What is needed is a verbatim copy of the data, minus the pictures.

PROVIDED ENTRIES section start

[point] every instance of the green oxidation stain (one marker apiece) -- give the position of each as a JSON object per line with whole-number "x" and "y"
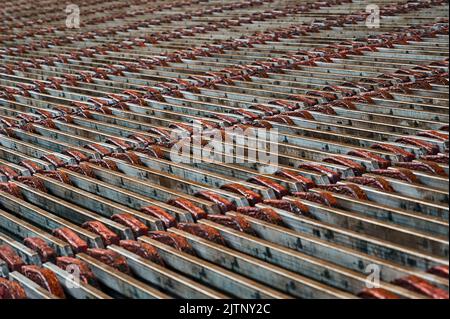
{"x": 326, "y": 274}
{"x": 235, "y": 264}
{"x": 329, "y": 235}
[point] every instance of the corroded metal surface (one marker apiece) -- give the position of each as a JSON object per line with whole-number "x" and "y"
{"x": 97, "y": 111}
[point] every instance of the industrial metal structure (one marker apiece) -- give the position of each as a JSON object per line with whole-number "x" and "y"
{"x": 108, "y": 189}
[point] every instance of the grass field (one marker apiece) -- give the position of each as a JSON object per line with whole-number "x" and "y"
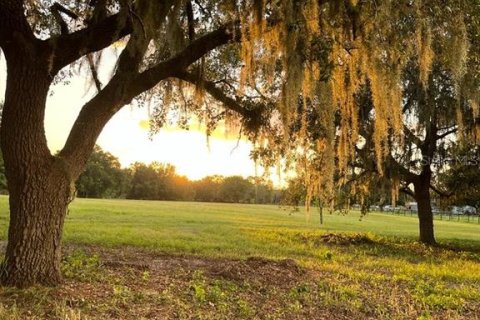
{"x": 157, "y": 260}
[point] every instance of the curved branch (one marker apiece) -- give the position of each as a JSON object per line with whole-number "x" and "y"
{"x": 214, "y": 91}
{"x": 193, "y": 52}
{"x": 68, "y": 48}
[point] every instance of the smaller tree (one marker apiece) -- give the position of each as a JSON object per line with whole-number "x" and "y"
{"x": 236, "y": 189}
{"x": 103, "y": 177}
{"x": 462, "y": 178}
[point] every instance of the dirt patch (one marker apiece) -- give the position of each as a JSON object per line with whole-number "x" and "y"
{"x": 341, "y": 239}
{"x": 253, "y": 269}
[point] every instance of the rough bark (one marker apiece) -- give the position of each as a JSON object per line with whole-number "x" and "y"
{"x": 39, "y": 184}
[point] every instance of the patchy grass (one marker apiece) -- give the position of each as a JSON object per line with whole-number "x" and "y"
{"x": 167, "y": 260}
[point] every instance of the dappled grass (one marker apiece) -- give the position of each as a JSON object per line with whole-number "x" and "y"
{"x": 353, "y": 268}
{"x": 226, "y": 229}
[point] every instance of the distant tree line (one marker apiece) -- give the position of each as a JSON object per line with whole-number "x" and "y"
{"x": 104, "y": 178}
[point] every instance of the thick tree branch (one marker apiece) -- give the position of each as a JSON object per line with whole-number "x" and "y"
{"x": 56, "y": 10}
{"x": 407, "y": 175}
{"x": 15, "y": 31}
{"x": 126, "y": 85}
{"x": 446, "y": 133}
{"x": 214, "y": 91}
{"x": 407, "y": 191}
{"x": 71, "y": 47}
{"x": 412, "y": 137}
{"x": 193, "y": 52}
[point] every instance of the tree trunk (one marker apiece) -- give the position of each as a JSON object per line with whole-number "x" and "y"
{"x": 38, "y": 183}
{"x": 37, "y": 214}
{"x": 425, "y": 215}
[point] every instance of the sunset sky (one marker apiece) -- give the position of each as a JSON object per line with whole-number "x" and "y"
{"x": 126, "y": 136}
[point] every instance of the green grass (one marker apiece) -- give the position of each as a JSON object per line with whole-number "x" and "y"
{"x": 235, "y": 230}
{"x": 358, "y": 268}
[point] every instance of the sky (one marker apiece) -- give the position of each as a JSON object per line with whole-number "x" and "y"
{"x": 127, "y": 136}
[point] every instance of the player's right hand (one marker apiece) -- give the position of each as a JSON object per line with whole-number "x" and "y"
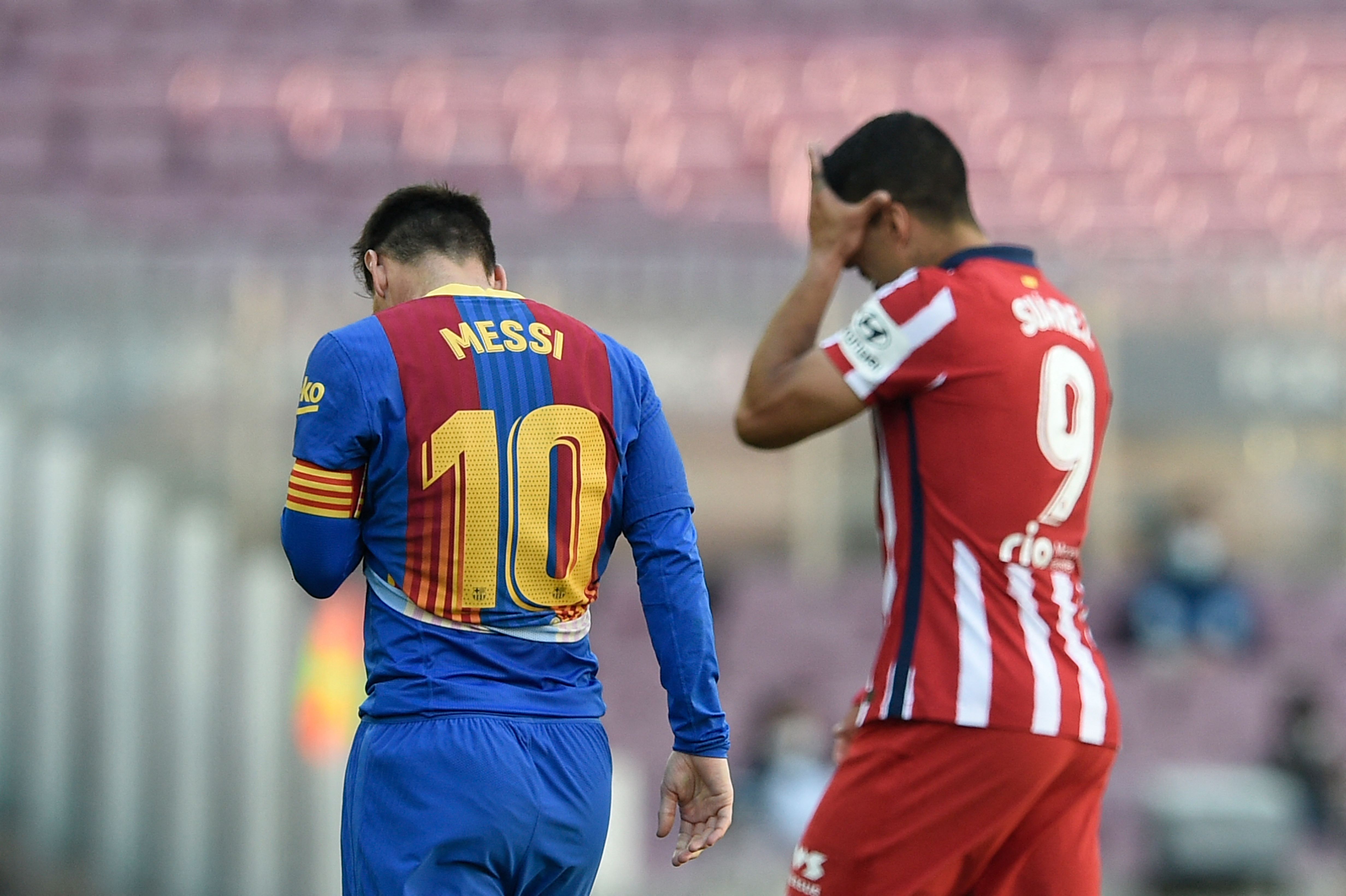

PROVIDED ENTRIES section end

- TASK OUTPUT -
[point] every instance of the green oxidation stain (one marker apiece) -- give the position of each as a JSON object per line with whole-number "x" and "y"
{"x": 326, "y": 274}
{"x": 235, "y": 264}
{"x": 329, "y": 235}
[point] every instance of the corroded metal surface (one marker apiece) -- give the position of each as a JSON object per line with whole-number "x" and "y"
{"x": 97, "y": 111}
[point] every instance of the industrial metal structure (one marker apiece) -- give the position of each as a JSON object per line with whole-number "x" and "y"
{"x": 108, "y": 189}
[point] every instance of the grass field (one marker apiece) -- give the position of each as a JSON object per line with whole-number "x" and "y"
{"x": 157, "y": 260}
[point] every instance of the curved branch (one marker apiece) -- give the position of each as a JSON object per line with whole-number "x" and "y"
{"x": 214, "y": 91}
{"x": 193, "y": 52}
{"x": 68, "y": 48}
[point] every instance of the smaller tree (one marker apiece) -- give the position of each as a JSON object per line with whole-number "x" and "y"
{"x": 236, "y": 189}
{"x": 103, "y": 177}
{"x": 462, "y": 178}
[point] every instance of the dirt patch (one marker apiece) -- give the position of each as a JSON object per line with whole-number "x" and "y"
{"x": 341, "y": 239}
{"x": 253, "y": 269}
[point] every instance of the rough bark (one marker apiece) -- give the position of each as a JSON object per line with whole-number "x" and "y"
{"x": 39, "y": 184}
[point] every instance of the patchy grass (one marker apiece) -- give the position of each as a JSON object per line with whole-number "x" and "y"
{"x": 167, "y": 260}
[point] every instance of the dappled grass (one marker apiece) -- give the position of each as a JSON object per line with whole-number "x" and "y"
{"x": 353, "y": 268}
{"x": 226, "y": 229}
[point] every instance of the distant tree line (one marker apiece) -- give the position of each as a JSON object per line with whole-number "x" and "y"
{"x": 104, "y": 178}
[point] every instance of the thick tree branch (one marker apiece) -- give the position of each as a JSON object per line with whole-number "x" and "y"
{"x": 56, "y": 10}
{"x": 407, "y": 175}
{"x": 15, "y": 31}
{"x": 126, "y": 85}
{"x": 446, "y": 133}
{"x": 214, "y": 91}
{"x": 407, "y": 191}
{"x": 71, "y": 47}
{"x": 412, "y": 137}
{"x": 193, "y": 52}
[point] every instance of the tree trunk (one marker apiece) -- give the position of each as a JSON object per line with whole-number "x" and "y"
{"x": 38, "y": 183}
{"x": 37, "y": 214}
{"x": 425, "y": 215}
[point] every instance of the sunset sky (one marker apiece) -- give the position of each as a JSON object per line with whole-number "x" and "y"
{"x": 126, "y": 136}
[point] every instance of the green grass (one marker apiece) -- give the position of each as a JSON object per line with whole-number "x" and "y"
{"x": 235, "y": 230}
{"x": 358, "y": 268}
[point] every instance of the sky (one marker apiece) -- give the position of each as a JSON object per line with whole-number "x" and "y"
{"x": 127, "y": 136}
[point] every instance of the player's right hand (one marker apiece) -- give the position of each as a JSON object per line with whole-number "x" and "y"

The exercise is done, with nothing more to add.